Thena is purebred, but cannot be registered with any kennel club or other organization as her sire only has limited registration. Could we find suitable homes for up to 12 puppies without papers? Would we bring sweet puppies into the world for a future at the local GSD rescue, the humane society, or at the home of a cruel and abusive owner? Would beautiful puppies end up euthanized because of the overabundance of puppies and under abundance of good homes?

What if Thena had pregnancy and/or whelping issues? Would we know what to do? Would she survive? 

I understand the temptation to breed a wonderful dog. Nonetheless, if anyone reading this has the best pet ever and is considering a litter, please go visit your local GSD rescue and/or your local humane society. Look into the eyes of the beautiful and deserving animals who may never leave these shelters. Therein lies your answer.

■ Your task ■
Carry on the text about deciding whether to breed Thena, starting right after its final sentence. The records have no connection to the text.

■ Excerpted data ■
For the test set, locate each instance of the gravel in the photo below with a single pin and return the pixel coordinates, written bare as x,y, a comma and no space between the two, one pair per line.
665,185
---
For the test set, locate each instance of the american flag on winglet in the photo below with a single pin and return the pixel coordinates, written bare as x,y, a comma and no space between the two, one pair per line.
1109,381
---
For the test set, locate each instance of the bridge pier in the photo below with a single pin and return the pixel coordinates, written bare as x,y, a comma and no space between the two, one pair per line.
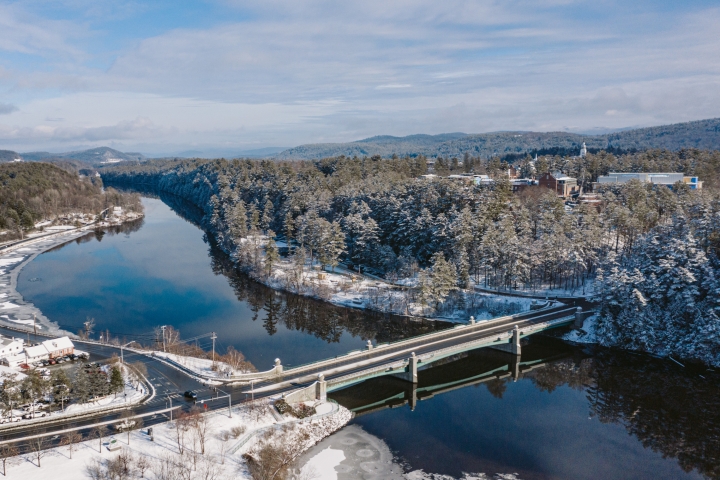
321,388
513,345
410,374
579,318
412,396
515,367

■ Exercise response ■
----------



## WNGD (Jan 15, 2005)

Future GSD litters should come from great breeders who know what they're breeding for (and from). Imagine if everyone who had "the best dog ever" produced a litter? There's far too many so-so GSD being sold already from those that think they are breed worthy. Hopefully, the pendulum will swing back again one day, GSD will become far less popular and therefore, less profitable to breed.


----------



## Ringhram (Sep 4, 2021)

@WNGD, that is wisdom.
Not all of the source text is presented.